Could you repeat the listing word for word, from its first line through the line containing "M 312 187 L", with both of those lines included?

Segmentation labeling entries
════════════════════
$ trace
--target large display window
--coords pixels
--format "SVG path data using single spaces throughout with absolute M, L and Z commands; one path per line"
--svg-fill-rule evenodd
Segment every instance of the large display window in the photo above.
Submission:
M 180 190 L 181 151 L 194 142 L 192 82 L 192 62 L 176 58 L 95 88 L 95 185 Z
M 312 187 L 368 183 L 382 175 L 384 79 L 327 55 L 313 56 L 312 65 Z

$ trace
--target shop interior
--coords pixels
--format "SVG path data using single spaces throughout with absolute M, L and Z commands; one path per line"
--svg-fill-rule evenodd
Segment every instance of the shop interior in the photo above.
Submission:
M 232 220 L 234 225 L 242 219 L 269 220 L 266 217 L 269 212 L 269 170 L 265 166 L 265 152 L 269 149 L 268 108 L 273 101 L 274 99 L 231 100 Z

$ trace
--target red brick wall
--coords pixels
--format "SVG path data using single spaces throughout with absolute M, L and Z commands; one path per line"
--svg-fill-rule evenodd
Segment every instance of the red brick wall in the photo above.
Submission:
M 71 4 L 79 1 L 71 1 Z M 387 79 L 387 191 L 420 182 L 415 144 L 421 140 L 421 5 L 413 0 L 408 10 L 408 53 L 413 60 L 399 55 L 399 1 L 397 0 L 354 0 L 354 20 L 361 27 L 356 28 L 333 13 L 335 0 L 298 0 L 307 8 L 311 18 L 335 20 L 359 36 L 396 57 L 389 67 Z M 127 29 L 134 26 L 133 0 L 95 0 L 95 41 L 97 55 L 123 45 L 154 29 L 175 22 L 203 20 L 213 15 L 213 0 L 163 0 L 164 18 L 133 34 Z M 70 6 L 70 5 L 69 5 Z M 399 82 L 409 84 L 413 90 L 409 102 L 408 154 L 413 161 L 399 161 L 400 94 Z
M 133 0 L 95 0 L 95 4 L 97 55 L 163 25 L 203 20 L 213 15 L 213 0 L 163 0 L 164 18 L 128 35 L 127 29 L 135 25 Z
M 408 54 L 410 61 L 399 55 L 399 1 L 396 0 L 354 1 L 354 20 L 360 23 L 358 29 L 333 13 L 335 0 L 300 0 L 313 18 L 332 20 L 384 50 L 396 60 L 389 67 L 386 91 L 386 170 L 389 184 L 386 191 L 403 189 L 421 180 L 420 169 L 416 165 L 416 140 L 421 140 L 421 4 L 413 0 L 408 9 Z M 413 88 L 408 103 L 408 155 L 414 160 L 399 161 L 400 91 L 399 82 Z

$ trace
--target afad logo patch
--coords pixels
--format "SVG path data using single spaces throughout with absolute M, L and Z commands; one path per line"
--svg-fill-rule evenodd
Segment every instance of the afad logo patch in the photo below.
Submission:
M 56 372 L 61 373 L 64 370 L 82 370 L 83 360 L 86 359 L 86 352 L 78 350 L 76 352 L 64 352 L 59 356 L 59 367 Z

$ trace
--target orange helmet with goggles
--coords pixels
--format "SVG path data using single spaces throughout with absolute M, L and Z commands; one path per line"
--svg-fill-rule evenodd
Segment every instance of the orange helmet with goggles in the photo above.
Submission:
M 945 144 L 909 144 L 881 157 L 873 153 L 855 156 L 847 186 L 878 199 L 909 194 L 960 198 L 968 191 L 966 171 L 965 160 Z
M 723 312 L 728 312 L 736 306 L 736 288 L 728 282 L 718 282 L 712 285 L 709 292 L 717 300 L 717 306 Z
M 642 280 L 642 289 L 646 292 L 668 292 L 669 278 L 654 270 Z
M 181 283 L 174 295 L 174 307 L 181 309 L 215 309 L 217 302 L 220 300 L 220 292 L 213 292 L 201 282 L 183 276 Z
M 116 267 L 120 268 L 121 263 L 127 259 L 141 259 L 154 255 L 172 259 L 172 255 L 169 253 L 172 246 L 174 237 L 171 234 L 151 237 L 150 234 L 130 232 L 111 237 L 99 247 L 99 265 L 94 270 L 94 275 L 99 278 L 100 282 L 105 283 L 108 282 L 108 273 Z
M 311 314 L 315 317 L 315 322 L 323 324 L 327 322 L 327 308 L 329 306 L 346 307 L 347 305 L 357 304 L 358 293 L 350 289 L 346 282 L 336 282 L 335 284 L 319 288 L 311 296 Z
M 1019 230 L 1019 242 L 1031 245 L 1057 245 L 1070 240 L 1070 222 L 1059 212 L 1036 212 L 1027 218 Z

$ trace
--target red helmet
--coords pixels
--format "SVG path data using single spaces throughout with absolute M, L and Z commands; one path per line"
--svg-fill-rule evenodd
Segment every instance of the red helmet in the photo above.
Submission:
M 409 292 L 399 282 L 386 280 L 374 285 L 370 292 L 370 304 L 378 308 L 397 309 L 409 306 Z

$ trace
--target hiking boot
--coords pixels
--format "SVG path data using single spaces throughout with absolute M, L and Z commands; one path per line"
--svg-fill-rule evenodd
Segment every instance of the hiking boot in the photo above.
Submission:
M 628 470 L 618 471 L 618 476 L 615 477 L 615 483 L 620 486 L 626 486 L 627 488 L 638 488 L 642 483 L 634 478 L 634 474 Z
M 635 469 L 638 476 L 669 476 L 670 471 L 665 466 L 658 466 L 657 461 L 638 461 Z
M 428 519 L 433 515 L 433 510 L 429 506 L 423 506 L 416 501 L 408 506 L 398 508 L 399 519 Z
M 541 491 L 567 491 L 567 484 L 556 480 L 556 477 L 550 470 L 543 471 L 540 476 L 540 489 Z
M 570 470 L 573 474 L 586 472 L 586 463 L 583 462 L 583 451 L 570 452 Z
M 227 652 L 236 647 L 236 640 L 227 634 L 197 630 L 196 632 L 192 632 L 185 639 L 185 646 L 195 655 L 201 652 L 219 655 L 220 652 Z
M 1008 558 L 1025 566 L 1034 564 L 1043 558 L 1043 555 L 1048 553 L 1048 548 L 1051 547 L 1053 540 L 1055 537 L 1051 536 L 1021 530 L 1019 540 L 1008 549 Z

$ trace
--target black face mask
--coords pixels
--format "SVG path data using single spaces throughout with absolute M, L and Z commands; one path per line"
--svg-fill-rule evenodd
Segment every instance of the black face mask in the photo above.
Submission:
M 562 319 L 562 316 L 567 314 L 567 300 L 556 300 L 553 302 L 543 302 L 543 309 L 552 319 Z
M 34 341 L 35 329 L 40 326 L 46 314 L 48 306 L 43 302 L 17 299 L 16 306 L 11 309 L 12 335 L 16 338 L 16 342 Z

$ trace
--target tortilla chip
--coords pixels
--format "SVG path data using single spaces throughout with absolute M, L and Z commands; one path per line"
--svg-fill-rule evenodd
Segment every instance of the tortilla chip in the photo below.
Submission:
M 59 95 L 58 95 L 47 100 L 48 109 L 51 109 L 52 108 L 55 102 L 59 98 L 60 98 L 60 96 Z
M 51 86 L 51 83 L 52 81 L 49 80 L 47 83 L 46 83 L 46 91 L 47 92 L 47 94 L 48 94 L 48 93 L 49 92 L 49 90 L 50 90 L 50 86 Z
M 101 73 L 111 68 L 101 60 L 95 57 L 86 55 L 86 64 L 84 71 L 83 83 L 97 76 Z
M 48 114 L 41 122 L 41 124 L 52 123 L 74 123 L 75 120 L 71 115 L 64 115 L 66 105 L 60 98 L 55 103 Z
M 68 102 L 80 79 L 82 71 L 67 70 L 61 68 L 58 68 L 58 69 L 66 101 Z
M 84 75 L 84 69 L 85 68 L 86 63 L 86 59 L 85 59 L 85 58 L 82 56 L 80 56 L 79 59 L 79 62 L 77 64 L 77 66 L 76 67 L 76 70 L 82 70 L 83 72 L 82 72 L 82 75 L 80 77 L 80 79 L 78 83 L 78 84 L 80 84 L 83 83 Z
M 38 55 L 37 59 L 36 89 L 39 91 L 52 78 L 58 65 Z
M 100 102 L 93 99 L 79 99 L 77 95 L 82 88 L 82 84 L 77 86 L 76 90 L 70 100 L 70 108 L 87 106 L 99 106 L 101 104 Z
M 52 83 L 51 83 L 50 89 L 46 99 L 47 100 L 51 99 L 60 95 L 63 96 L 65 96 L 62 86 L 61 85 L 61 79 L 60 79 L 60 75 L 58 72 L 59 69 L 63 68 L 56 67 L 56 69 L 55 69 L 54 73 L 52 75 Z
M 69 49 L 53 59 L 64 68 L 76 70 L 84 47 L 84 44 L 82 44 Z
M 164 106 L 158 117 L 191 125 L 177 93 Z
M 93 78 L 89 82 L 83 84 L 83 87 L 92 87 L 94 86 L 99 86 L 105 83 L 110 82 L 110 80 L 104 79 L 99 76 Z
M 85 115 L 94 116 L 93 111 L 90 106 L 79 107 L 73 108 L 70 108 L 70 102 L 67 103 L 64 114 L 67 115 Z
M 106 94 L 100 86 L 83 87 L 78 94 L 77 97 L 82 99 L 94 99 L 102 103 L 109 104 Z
════════════════════
- _Correct response_
$ trace
--target large display window
--coords pixels
--format "SVG path data using single spaces throughout with absolute M, L and Z commands; one path per line"
--svg-fill-rule evenodd
Segment every instance of the large display window in the photo above.
Submission:
M 180 190 L 181 151 L 194 142 L 192 82 L 192 62 L 176 58 L 95 88 L 95 185 Z
M 312 187 L 368 183 L 382 175 L 384 79 L 327 55 L 313 56 L 312 65 Z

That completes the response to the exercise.